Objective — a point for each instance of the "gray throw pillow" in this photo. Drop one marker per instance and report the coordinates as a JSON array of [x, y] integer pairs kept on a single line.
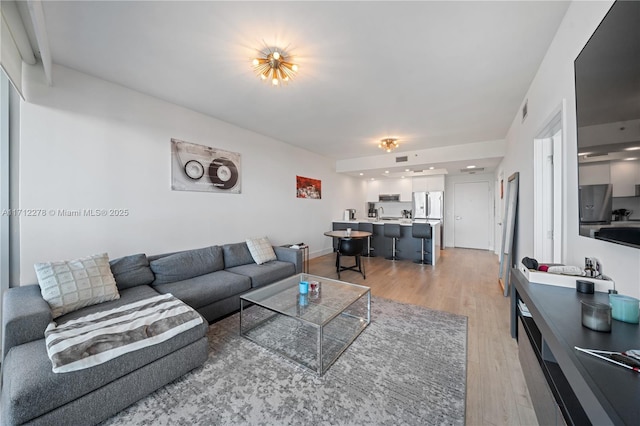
[[261, 250], [131, 271], [236, 254], [187, 264]]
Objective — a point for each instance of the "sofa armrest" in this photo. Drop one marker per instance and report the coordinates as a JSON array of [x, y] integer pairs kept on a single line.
[[287, 254], [25, 316]]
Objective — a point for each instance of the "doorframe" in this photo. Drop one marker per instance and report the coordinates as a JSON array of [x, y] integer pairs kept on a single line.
[[549, 140], [481, 178]]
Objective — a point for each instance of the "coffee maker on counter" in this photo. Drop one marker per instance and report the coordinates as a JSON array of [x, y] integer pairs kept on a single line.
[[349, 214], [373, 212]]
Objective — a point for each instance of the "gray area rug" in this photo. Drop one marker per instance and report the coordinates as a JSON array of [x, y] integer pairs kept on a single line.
[[407, 367]]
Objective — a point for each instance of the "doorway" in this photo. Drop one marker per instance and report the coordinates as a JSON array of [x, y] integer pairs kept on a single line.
[[471, 225], [547, 231]]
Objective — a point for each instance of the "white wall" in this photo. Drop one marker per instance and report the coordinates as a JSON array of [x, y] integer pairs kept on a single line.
[[553, 83], [90, 144], [449, 196]]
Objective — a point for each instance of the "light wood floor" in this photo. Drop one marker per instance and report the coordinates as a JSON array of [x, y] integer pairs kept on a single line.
[[464, 282]]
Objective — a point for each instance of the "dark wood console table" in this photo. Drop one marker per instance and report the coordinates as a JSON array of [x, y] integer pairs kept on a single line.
[[585, 389]]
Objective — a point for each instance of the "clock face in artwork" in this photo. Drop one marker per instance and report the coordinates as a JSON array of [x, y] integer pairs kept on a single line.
[[223, 173], [194, 169]]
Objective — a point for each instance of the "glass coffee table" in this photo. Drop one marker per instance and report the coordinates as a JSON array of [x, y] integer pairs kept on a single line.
[[312, 329]]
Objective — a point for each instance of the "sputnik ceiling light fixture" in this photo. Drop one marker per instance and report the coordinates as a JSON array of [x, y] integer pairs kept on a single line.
[[389, 144], [275, 65]]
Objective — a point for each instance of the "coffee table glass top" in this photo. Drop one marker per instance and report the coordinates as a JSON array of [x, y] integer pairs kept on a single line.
[[332, 299], [311, 329]]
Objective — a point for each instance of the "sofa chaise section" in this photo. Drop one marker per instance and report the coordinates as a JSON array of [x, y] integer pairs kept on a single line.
[[33, 394]]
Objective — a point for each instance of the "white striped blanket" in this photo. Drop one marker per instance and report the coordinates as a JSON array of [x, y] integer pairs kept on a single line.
[[100, 337]]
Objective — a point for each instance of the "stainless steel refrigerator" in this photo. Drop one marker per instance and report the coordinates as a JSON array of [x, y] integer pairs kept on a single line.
[[595, 203], [430, 205]]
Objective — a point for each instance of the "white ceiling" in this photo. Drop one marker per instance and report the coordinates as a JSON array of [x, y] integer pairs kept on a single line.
[[432, 74]]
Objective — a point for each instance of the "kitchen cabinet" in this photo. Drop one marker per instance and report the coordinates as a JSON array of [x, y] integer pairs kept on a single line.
[[625, 175], [428, 183], [373, 190], [389, 186]]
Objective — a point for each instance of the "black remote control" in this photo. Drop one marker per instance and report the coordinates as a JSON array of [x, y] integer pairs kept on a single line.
[[624, 359]]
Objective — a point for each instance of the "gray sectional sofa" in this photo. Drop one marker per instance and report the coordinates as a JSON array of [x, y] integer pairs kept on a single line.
[[210, 280]]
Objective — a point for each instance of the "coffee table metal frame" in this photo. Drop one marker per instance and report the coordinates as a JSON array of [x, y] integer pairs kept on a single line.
[[293, 323]]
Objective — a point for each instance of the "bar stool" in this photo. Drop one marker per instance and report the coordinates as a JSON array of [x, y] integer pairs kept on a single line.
[[392, 230], [422, 231], [350, 247], [367, 227]]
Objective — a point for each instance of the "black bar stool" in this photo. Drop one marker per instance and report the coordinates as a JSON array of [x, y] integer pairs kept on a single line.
[[350, 247], [422, 231], [367, 227], [392, 230]]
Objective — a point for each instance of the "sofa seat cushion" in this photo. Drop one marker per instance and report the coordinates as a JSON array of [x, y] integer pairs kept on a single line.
[[206, 289], [33, 389], [187, 264], [266, 273]]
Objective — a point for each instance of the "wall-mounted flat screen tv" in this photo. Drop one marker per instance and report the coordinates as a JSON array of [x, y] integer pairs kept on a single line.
[[607, 82]]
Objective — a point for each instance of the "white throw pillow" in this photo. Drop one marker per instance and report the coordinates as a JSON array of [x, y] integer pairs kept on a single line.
[[69, 285], [261, 250]]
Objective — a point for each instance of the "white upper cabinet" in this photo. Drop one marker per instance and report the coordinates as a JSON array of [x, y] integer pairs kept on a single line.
[[625, 175], [373, 190], [389, 186], [428, 183], [405, 189]]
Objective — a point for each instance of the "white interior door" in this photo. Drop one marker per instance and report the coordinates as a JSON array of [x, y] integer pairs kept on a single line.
[[471, 215]]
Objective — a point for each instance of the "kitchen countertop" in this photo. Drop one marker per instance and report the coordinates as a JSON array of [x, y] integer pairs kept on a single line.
[[402, 222]]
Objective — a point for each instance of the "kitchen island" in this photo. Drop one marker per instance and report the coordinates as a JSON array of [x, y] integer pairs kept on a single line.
[[407, 246]]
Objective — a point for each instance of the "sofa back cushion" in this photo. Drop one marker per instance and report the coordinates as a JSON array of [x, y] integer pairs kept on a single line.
[[187, 264], [236, 254], [131, 271]]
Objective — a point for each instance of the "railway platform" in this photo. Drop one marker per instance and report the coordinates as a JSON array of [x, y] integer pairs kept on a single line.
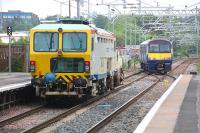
[[178, 109], [10, 84], [10, 81]]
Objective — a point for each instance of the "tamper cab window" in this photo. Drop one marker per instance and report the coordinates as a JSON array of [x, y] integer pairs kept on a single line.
[[46, 41], [74, 41]]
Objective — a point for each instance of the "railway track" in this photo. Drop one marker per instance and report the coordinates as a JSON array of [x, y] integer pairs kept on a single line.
[[78, 107], [64, 113], [106, 120], [122, 108]]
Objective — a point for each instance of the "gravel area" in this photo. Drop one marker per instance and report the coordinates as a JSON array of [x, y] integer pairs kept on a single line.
[[30, 121], [15, 110], [127, 121], [96, 113]]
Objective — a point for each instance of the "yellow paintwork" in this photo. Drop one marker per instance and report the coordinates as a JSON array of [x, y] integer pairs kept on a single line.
[[159, 56], [42, 59]]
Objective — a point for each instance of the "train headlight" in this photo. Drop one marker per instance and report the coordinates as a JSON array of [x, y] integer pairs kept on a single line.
[[152, 58], [59, 52], [32, 66]]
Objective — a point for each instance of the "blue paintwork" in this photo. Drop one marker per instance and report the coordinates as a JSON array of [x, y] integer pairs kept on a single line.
[[99, 76], [153, 63], [50, 77]]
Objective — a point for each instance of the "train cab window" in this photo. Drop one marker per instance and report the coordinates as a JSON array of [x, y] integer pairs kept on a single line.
[[74, 41], [166, 47], [154, 48], [67, 65], [46, 41], [160, 46]]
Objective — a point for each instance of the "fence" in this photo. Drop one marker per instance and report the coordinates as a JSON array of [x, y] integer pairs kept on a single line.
[[19, 58]]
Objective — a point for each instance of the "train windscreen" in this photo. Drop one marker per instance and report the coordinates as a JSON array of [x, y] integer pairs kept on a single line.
[[67, 65], [46, 41], [74, 41], [160, 47]]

--------

Work instruction:
All records above must be copied exactly, though the pictures they hold are to be left out.

Answer:
Objective — a point for each instance of the "gray throw pillow" in this photo. Drop one marker per instance and report the coordinates as a JSON array of [x, y] integer pairs kept on a single line.
[[261, 250], [131, 271], [236, 254], [187, 264]]
Objective — a point for each instance of the "sofa armrest" in this photo. Drop one marker per instance and report the coordinates as a JSON array of [x, y] integer pairs kept on a single line.
[[287, 254], [25, 316]]
Objective — a point for each instance of the "doorframe" in this photo. Drop one marker per instance and report the coordinates as a JSON array of [x, y] integer pairs kept on a single line.
[[549, 140], [481, 178]]
Objective — a point for each instance of the "coffee maker on counter" in this photo. Drop one marker per instance and report the coordinates as a JSON array of [x, y] integer pairs kept on a single line.
[[349, 214], [373, 212]]
Objective — a point for each instance of the "gray area rug" in this photo. Drop one marker per instance and report the coordinates as a JSON array of [x, y] integer pairs kept on a single line.
[[407, 367]]
Objective — a point for each instance of the "doorway" in this photo. Drop one marker per instance and report the coordinates as a JSON array of [x, y] integer pairs kept on a single line.
[[471, 225], [547, 231]]
Objective — a point for each instance of the "white wall" in this photo. Drop one marker per instance and report the coordinates as a JSON array of [x, y] integer pairs kept on a single line.
[[553, 83], [90, 144], [449, 196]]
Objective — a point for each instance of the "light wood floor" in this photo. Drop one marker per instance and report the coordinates as a JSON array of [x, y] integer pairs kept on a single line.
[[464, 282]]
Objective — a point for each instance of the "dark wood console table" in this photo. Drop one marker per instance and report the coordinates as a JSON array of [x, y] integer pairs kept on a single line.
[[585, 389]]
Objective — a point for each instance of the "clock face in artwork" in this photo. Drop one marker per instance and report the coordinates as a JSON array of [x, y] integer pairs kept on a single line.
[[223, 173], [194, 169]]
Objective — a point for each instance of the "glass coffee table" in this photo. Drop one marker per instance and report the coordinates as a JSON array of [x, y] integer pairs kept on a single line.
[[312, 329]]
Objective — a point for each instance of the "sputnik ceiling light fixture" in this photo. Drop one marker per instance and report the coordinates as a JSON array of [x, y] integer pairs kept on a single line.
[[389, 144], [275, 65]]
Objective — a point for each instance of the "coffee table glass top" in this photo. Drop one marker per instance and report the coordinates as a JSON array of [x, y] integer pairs kept on a single line.
[[332, 299], [311, 329]]
Objective — a point for each instance of the "sofa chaise section" in this photo. Drop one marker per instance and report the coordinates as a JSON array of [x, y] integer pairs kept on a single line.
[[33, 394]]
Objective — a point for each instance of the "white striped blanket" in this photo. Drop one marker per instance and report the coordinates as a JSON array of [x, y] integer pairs kept on a single line.
[[100, 337]]
Objective — a point for each instance of the "stainless steel refrigerator" in this photo. Drop one marker per instance and report the coordinates as a JSON array of [x, y] integer pairs kept on a single line.
[[595, 203], [430, 205]]
Objective — a point for each instance of the "white ceiling" in this photo. Drop one marker per instance and report the coordinates as a JSON array of [x, y] integer pairs kept on a single line.
[[432, 74]]
Objective — a point for each instance of the "kitchen cabinet" in this photo. Drop one marker per instance and report the coordinates as a JSON array of [x, y] integer pairs kept on a single line.
[[625, 175], [428, 183], [373, 190], [389, 186]]
Objective — a point for each instance of the "black remote control" in this photo. Drop one marker per instance and report the coordinates as a JSON array of [x, y] integer pairs kept on a single line.
[[624, 359]]
Objective — a point for each instance of the "gray sectional sofa" in this photo. Drop one marker per instance and report the coordinates as a JSON array of [x, y] integer pairs kept on a single line.
[[210, 280]]
Objective — a point for each instance of the "coffee table metal frame" in this photo. Drop one marker per instance and report the coordinates as a JSON array of [x, y] integer pairs kept on a single line.
[[293, 323]]
Objective — a point for each instance of the "bar stool" in this photo. Drop one marker per instance and report the coordinates as a JSON array of [x, y] integer pairs kept on a single line.
[[392, 230], [422, 231], [350, 247], [367, 227]]
Objective — a point for each instance of the "black bar stool" in this photo. Drop one marker per instance and report the coordinates as a JSON array of [x, y] integer pairs kept on a single line.
[[350, 247], [422, 231], [367, 227], [392, 230]]
Objective — a point for each instance of the "sofa seat cushion" in this photo. Drop one marker per instance and report the coordinates as a JSON array of [x, y] integer pairs kept on a single line.
[[206, 289], [33, 389], [187, 264], [266, 273]]
Objective — a point for each instance of the "wall-mounted flat screen tv" in this photo. Drop one marker per instance and report the coordinates as a JSON array of [x, y] integer pairs kept on a single line.
[[607, 82]]
Objective — a point for each instance of the "white throw pillow" in this photo. Drop one marker per instance and report the coordinates as a JSON array of [x, y] integer pairs kept on a single line.
[[69, 285], [261, 250]]
Objective — a point for each instance of the "white upper cabinet" in this photo. Drop one marker per instance and report the coordinates as a JSON array of [x, y] integer pairs kept on a single line.
[[625, 175], [373, 190], [389, 186], [428, 183], [405, 189]]
Objective — a point for each instance of the "white interior door" in this photo. Drop one marker per instance and report the coordinates as a JSON array of [x, y] integer pairs kept on a single line.
[[471, 215]]
Objective — a point for each instance of the "kitchen countertop" in this photo. Drop one marker per instance and report the coordinates as a JSON array of [x, y] integer pairs kept on a single line.
[[402, 222]]
Objective — a point for each instance of the "kitchen island" in this photo. Drop one marker per instance and report the coordinates as a JSON array of [x, y] integer pairs kept on a single line.
[[407, 246]]
Objective — a point for each instance of the "sofa back cushion" in this photo. Drop one marker per instance and report the coordinates as a JSON array of [x, y] integer pairs kept on a single line.
[[187, 264], [236, 254], [131, 271]]
Objective — a point for each instance of the "railway platform" in this photo. Drop one marker per instance and report the coordinates as a JSON array of [x, y] integer pairs kept on a single line.
[[178, 109], [10, 84], [10, 81]]
Objective — a point for each instance of the "tamper cab window" in this photo. Drop one marker per instance and report the coordinates as a JSON array of [x, y] integer pairs kept on a single line.
[[46, 41], [74, 41]]
Objective — a point for each instance of the "railway track" in this photo. Drop one marker per instance and report the coordinates as a JSON array of [x, y] integer pairs kept on a single line.
[[78, 107], [64, 113], [106, 120], [122, 108]]
Objective — a point for each instance of the "gravel area" in this photo. Drop one marker per instance and report the coordinates as a JSON array of [x, y] integer pairs kept on a single line.
[[30, 121], [15, 110], [127, 121], [96, 113]]
Objective — a point for each instance of the "yellow paintwork" in this photo. Drop one marker per instance and report the coordinates as a JSON array of [x, y] integer pairs kept on a single line.
[[159, 56], [42, 59]]
Objective — a point for each instance of the "train headlight" in this photo. Drop one marker per instance and report the coordinates as a JSON array of [x, y] integer pairs kept on a single line.
[[152, 58], [59, 52], [32, 66]]
Objective — a point for each instance of the "blue paintwork" in this photo. Drop one marker per instance and report the coordinates as a JSON array of [x, y] integer pairs kept on a single line.
[[99, 76], [153, 63], [50, 77]]
Objective — a point for each instance of the "train cab window" in this photo. Drop one marker per instance and report the coordinates as a JSON array of [x, y] integer pairs kept on a single line.
[[74, 41], [166, 47], [154, 48], [67, 65], [46, 41], [160, 46]]
Objective — a point for each instance of the "fence" in this photo. Drop one marker per instance and report the coordinates as a JSON array of [x, y] integer pairs kept on a single line.
[[19, 58]]
Objective — a point for each instance of the "train windscreen" in this photo. Drop one marker per instance and report the coordinates as a JSON array of [x, y] integer pairs kept on a single line.
[[67, 65], [46, 41], [74, 41], [160, 47]]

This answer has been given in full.